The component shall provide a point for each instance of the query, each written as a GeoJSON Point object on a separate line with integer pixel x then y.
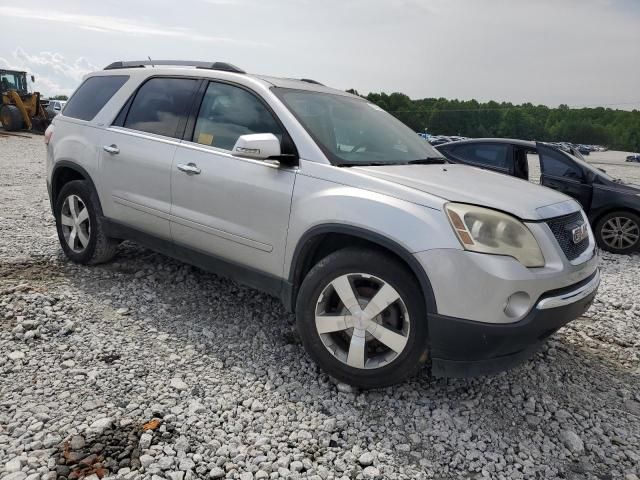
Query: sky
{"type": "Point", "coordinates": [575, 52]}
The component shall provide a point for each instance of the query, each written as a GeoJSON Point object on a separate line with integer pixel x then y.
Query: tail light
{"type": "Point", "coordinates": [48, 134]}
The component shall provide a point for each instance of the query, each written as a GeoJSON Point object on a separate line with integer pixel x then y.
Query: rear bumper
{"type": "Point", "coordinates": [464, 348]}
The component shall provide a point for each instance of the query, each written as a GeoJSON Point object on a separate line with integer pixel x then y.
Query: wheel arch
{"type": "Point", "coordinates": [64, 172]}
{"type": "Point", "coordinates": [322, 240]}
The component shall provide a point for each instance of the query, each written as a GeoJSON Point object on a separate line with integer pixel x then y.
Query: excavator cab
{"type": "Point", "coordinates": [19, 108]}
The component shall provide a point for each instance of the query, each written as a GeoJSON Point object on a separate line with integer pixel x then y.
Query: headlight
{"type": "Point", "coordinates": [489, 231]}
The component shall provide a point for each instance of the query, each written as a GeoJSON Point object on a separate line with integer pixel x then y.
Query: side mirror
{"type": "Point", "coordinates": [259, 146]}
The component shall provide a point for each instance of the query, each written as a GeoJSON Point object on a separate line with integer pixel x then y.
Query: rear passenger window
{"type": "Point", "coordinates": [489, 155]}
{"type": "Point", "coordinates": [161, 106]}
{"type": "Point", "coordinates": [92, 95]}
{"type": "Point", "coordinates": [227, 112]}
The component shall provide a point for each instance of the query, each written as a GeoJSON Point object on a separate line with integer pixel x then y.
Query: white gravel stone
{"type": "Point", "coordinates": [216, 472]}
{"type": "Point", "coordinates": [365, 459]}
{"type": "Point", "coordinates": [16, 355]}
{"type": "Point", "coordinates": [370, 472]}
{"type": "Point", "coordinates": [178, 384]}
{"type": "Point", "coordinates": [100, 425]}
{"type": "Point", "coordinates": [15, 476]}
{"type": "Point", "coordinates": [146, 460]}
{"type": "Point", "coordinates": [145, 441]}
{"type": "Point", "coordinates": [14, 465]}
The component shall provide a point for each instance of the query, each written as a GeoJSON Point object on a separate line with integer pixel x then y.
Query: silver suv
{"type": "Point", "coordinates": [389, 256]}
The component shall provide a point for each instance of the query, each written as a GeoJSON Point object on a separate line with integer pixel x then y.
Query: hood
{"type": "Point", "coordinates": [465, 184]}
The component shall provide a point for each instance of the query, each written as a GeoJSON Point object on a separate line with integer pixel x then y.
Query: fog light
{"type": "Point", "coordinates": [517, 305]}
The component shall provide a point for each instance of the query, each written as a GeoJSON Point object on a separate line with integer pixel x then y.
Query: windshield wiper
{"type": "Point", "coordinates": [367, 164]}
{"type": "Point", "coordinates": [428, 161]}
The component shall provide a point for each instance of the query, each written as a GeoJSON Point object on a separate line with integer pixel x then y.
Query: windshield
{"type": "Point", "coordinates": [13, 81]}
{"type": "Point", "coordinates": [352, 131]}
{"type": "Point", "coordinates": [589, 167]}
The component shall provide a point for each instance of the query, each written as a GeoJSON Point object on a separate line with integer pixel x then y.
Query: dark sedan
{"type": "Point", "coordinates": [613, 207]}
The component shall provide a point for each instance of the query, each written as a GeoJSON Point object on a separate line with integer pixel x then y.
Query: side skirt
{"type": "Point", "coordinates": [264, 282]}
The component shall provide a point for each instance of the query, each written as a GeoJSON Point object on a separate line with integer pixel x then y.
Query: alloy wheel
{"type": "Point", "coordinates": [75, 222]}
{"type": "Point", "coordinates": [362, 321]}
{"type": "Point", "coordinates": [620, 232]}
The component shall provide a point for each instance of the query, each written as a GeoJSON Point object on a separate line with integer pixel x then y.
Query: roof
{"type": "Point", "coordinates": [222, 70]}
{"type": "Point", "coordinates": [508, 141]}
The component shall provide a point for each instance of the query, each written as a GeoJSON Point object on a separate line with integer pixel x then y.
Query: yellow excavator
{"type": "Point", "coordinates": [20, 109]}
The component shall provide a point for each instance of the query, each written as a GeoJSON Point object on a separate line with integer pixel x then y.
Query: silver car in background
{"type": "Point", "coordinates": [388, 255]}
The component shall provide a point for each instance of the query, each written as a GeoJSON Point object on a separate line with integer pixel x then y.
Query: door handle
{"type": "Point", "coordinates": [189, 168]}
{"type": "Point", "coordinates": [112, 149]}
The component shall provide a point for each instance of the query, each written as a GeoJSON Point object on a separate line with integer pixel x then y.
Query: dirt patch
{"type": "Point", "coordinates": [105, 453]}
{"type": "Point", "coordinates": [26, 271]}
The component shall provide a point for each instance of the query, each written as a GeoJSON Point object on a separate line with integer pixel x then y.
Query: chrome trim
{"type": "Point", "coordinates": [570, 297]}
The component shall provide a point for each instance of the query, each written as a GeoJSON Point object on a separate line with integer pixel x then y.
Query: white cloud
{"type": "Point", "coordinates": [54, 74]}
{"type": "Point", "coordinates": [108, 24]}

#### Your instructions
Produce an exact copy of the records above, leaving out the pictures.

#### Written solution
The component shall provide a point for each instance of the query, each written as a GeoJSON Point object on a separate line with integer pixel x then y.
Query: sky
{"type": "Point", "coordinates": [575, 52]}
The component shall provide a point for each instance of the query, each written as a GeoJSON Point object on a separate line with integer pixel x then y.
Query: tail light
{"type": "Point", "coordinates": [48, 134]}
The component shall provide a point for each instance of the query, each written as a GeoJSON Point object on a separate line with integer pixel x then y.
Query: rear bumper
{"type": "Point", "coordinates": [464, 348]}
The component shall provide a point for each instance of the query, each written as a GeoJSON Point object on a separate line with integer pixel x then y.
Query: wheel arch
{"type": "Point", "coordinates": [64, 172]}
{"type": "Point", "coordinates": [322, 240]}
The component shall provide a point for each instance of the query, each written as a GeoJSON Point object on a separate line with integer pixel x then y.
Query: excavator cab
{"type": "Point", "coordinates": [19, 108]}
The component shall provide a point for each instance of the query, each written as a GeoJSON Point object on a separate line with integer pixel x then y.
Query: headlight
{"type": "Point", "coordinates": [489, 231]}
The component shall provide a point for each instance of the query, each written as a GeoJSON Point object on a separate line with integer pixel x then y.
Query: side mirror
{"type": "Point", "coordinates": [259, 146]}
The component shall provide a point for each instance of the query, each written as a GeoJSON Point object on a separate line with integer pixel x then y.
Query: rear passenger window
{"type": "Point", "coordinates": [489, 155]}
{"type": "Point", "coordinates": [161, 106]}
{"type": "Point", "coordinates": [92, 95]}
{"type": "Point", "coordinates": [227, 112]}
The component shall provide a point for each instance of the query, each written as a GeoJSON Point object on a separate line with integer pixel x then y.
Query: white gravel stone
{"type": "Point", "coordinates": [216, 472]}
{"type": "Point", "coordinates": [365, 459]}
{"type": "Point", "coordinates": [16, 355]}
{"type": "Point", "coordinates": [370, 472]}
{"type": "Point", "coordinates": [178, 384]}
{"type": "Point", "coordinates": [100, 425]}
{"type": "Point", "coordinates": [15, 476]}
{"type": "Point", "coordinates": [146, 460]}
{"type": "Point", "coordinates": [145, 441]}
{"type": "Point", "coordinates": [14, 465]}
The component shall provide a point for each instance of the query, each written as a GeoJSON Point object on a separate line with integer pixel x then y.
Query: silver suv
{"type": "Point", "coordinates": [389, 256]}
The component shall provide a point for each instance of the query, each written as a GeoJSON Point object on a separate line with integer pixel x then y.
Query: hood
{"type": "Point", "coordinates": [465, 184]}
The component shall provide a point for each instance of the query, each written as a GeoJSON Point object on a separate line with integer pixel x then y.
Query: fog light
{"type": "Point", "coordinates": [517, 305]}
The component shall provide a point for each instance of the query, each written as a GeoJSON Point object on a separate line with integer pixel x then y.
Query: windshield wiper
{"type": "Point", "coordinates": [367, 164]}
{"type": "Point", "coordinates": [428, 161]}
The component shall provide a point for each instance of the query, each written as a GeoJSON Point object on a separate line with integer pixel x then y.
Query: windshield
{"type": "Point", "coordinates": [13, 81]}
{"type": "Point", "coordinates": [352, 131]}
{"type": "Point", "coordinates": [589, 167]}
The component shall provide a point for each instance of the query, each written as a GeoJSON Point object on a separate line with integer pixel x then y.
Query: dark sedan
{"type": "Point", "coordinates": [613, 207]}
The component shall provide a point for each instance of the query, each written as a GeoJSON Point object on a separate line with integer pixel x then y.
Query: side skirt
{"type": "Point", "coordinates": [264, 282]}
The component shall provide a point for each instance of the query, each written as a GeoJSON Point object on a separate line with integer pixel x then y.
Query: alloy wheel
{"type": "Point", "coordinates": [75, 222]}
{"type": "Point", "coordinates": [362, 321]}
{"type": "Point", "coordinates": [620, 232]}
The component shall provide a point for each instance of the query, each written as a GeoJSON Point object on a separate line with integer pixel x then y.
Query: roof
{"type": "Point", "coordinates": [222, 70]}
{"type": "Point", "coordinates": [508, 141]}
The component shall provide a point for each instance of the query, each written as a GeoJSON Point object on a separate line with integer pixel x then y.
Query: yellow excavator
{"type": "Point", "coordinates": [20, 109]}
The component shall provide a point for each instance of the query, each written as a GeoJSON Point object on a separate line with integer pixel x then y.
Query: silver car in background
{"type": "Point", "coordinates": [388, 255]}
The component shall provide a point for each instance of the query, each written as a GeoJSON Point object on a separate line with integer pixel x then y.
Query: door handle
{"type": "Point", "coordinates": [189, 168]}
{"type": "Point", "coordinates": [112, 149]}
The component shall provide a point for each instance of the query, each written as a GeoJSON Point object on a separate line with integer pixel x then y.
Query: dirt patch
{"type": "Point", "coordinates": [105, 453]}
{"type": "Point", "coordinates": [26, 271]}
The component shall provide a point for each instance of the query, each written as a GeoJSON Point object on a separate line with integer pixel x then y.
Query: chrome trim
{"type": "Point", "coordinates": [570, 297]}
The component shall provide a point for each instance of the query, each written as a GeoJSON Point object on a separate line with integer pixel x then y.
Query: white cloud
{"type": "Point", "coordinates": [54, 74]}
{"type": "Point", "coordinates": [108, 24]}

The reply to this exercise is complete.